今年の年間聖句「口を広く開けよ、わたしはそれを満たそう。」詩編81編11節
今月は、神様の祝福について御言葉を取り次がせていただいています。アブラハム、イサクの祝福について語らせていただきましたが、その次は、イサクの子ヤコブの祝福です。
今日は、神様が共にいて下さることを知ったヤコブのベテルでの経験について学びたいと思います。そして、来週は、ファミリー礼拝で、ヤコブのペヌエルでの祝福についてお話しします。
ヤコブは、イサクとリベカとの間に生まれた双子の兄弟の2番目で、エサウという兄がいました。ヤコブは、次男でしたが、どうしても長子の権利がほしくて、狡猾なやり方で「長子の権利」を奪ってしまいました。そのために、兄エサウの憎しみをかい、たった一人で逃げて、母リベカの故郷ハランに旅をしなければならなりませんでした。
10節に、「ヤコブはベエル・シェバを立ってハランへ向かった。」とありますが、ベエル・シェバと言うのは、良く「ダンからベエル・シェバ」と言われるように、ダンはイスラエルの北の果て、ベエル・シェバはイスラエルの南の果てです。
ベエル・シェバからハランというのは、イスラエルの南の果てから北に向かい、イスラエルを縦断して、ダンからさらに200キロくらいあります。ヤコブはたった一人で、歩いて旅をしなければなりませんでしたから、大変な旅路でした。
今日読んでいただいた聖書の箇所は、その旅の途中のベテルで起きた出来事です。
今日の中心の御言葉は、17節です。
「そして、恐れおののいて言った。「ここは、なんと畏れ多い場所だろう。これはまさしく神の家である。そうだ、ここは天の門だ。」
════
● **課題要件**: 上のヤコブのベテルでの経験を語る説教から、「今日は、神様が共にいて下さる」から「はイスラエルの南の果てです。」までの部分を、両端の語句も含めて一字も変えずに抜き出してください。

● **収集データ**:
════
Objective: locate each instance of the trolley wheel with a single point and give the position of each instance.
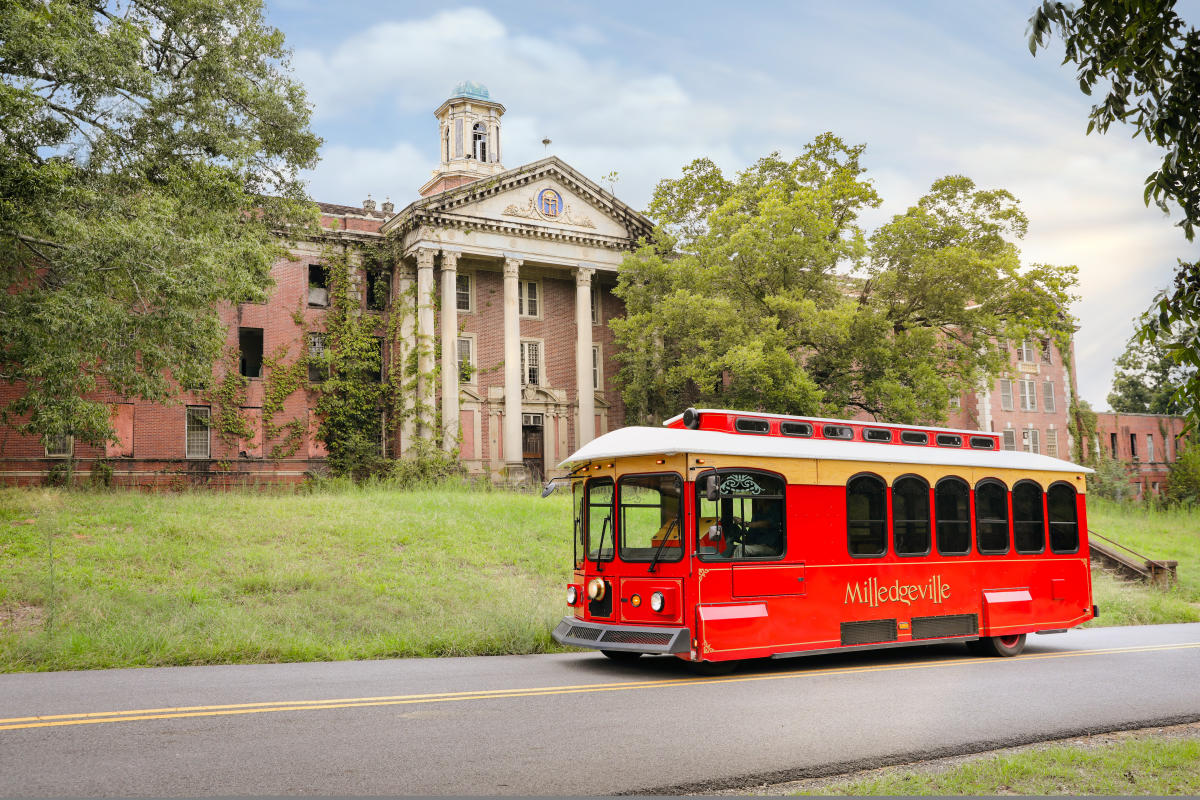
════
● **出力**:
今日は、神様が共にいて下さることを知ったヤコブのベテルでの経験について学びたいと思います。そして、来週は、ファミリー礼拝で、ヤコブのペヌエルでの祝福についてお話しします。
ヤコブは、イサクとリベカとの間に生まれた双子の兄弟の2番目で、エサウという兄がいました。ヤコブは、次男でしたが、どうしても長子の権利がほしくて、狡猾なやり方で「長子の権利」を奪ってしまいました。そのために、兄エサウの憎しみをかい、たった一人で逃げて、母リベカの故郷ハランに旅をしなければならなりませんでした。
10節に、「ヤコブはベエル・シェバを立ってハランへ向かった。」とありますが、ベエル・シェバと言うのは、良く「ダンからベエル・シェバ」と言われるように、ダンはイスラエルの北の果て、ベエル・シェバはイスラエルの南の果てです。